REQUIREMENTS: Filter the records below down to every line containing the string "target", and copy each of those lines. Matching is case-sensitive.

LISTING:
§

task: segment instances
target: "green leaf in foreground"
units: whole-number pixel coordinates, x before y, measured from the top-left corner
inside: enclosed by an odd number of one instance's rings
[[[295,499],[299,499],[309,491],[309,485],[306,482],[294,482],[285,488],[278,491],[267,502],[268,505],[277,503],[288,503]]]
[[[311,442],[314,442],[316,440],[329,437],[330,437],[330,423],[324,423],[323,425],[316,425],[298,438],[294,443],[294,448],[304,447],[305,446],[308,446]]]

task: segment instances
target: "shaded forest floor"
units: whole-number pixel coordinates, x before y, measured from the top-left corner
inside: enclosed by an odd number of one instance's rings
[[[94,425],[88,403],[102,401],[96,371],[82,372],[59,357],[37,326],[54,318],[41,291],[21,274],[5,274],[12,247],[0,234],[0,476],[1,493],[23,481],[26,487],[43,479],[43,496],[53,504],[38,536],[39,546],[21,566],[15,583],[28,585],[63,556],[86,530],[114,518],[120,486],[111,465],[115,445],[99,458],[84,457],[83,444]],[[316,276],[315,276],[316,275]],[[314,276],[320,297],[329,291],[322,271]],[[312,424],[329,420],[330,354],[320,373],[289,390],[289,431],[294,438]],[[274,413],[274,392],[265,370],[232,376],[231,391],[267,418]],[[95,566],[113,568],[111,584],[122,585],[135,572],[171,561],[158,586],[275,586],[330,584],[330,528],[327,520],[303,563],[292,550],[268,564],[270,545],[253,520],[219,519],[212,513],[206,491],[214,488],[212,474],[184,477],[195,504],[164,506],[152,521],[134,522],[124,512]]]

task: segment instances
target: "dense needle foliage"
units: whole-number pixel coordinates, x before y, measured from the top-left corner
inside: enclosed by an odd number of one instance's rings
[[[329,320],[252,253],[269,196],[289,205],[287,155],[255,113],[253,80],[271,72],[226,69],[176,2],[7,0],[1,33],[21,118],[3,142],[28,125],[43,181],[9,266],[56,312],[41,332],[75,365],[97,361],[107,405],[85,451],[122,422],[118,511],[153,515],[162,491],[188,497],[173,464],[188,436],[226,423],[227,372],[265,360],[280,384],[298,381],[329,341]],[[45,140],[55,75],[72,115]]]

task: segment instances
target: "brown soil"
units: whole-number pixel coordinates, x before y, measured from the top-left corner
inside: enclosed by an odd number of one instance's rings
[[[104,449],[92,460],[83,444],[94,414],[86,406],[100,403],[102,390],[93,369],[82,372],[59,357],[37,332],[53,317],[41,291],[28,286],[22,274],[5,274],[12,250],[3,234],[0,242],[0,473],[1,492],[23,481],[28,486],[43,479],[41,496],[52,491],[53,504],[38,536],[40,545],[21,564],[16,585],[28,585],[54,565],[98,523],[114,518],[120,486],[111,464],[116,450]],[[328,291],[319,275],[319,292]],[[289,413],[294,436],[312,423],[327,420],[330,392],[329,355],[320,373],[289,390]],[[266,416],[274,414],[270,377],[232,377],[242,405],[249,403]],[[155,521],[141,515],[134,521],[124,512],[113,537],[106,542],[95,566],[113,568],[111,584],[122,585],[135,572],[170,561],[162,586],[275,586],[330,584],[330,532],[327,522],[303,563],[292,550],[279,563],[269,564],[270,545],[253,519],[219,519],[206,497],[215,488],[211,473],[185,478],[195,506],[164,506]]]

§

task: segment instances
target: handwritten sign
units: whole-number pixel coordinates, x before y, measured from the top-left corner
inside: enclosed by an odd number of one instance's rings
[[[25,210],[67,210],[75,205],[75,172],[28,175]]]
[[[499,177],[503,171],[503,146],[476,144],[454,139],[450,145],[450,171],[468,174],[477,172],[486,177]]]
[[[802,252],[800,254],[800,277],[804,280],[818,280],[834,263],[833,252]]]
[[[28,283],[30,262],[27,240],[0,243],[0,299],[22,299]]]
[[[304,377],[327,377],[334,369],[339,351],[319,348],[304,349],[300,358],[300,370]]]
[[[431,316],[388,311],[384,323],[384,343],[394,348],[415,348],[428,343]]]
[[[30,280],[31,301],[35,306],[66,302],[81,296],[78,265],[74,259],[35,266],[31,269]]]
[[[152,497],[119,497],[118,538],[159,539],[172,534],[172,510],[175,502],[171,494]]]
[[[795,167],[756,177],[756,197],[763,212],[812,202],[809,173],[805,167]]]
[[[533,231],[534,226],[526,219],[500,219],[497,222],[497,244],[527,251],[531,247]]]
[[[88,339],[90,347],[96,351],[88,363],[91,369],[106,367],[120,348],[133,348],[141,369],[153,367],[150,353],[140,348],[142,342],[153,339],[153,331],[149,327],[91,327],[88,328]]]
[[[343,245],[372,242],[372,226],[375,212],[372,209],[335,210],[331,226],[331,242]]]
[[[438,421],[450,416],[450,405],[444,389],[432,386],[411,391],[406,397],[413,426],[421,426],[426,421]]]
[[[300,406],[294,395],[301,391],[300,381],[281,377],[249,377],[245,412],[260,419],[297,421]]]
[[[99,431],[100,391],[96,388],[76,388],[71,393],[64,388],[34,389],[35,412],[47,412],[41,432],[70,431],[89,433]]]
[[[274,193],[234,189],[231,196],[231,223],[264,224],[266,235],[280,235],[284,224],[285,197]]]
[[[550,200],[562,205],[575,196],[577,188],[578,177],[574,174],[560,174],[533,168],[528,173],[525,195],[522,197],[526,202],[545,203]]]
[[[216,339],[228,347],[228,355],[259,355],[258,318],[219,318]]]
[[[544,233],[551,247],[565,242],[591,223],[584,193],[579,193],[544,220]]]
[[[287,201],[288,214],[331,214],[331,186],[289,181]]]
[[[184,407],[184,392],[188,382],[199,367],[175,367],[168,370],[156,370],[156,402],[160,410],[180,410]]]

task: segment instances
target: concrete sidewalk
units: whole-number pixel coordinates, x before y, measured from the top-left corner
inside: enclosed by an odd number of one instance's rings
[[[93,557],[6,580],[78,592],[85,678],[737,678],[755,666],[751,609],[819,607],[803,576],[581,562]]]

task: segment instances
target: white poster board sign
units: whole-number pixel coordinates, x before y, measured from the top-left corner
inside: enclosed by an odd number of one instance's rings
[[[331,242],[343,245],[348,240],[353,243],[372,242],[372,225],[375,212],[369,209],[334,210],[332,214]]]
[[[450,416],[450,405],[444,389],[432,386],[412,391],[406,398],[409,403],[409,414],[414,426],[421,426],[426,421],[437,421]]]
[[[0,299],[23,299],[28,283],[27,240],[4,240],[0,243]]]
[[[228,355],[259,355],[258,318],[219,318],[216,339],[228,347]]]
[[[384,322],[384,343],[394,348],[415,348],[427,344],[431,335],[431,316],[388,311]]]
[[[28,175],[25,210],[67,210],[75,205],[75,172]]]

§

FINAL RESULT:
target: "green leaf in foreground"
target: "shaded forest floor"
target: "dense needle foliage"
target: "brown soil"
target: handwritten sign
target: concrete sidewalk
target: white poster board sign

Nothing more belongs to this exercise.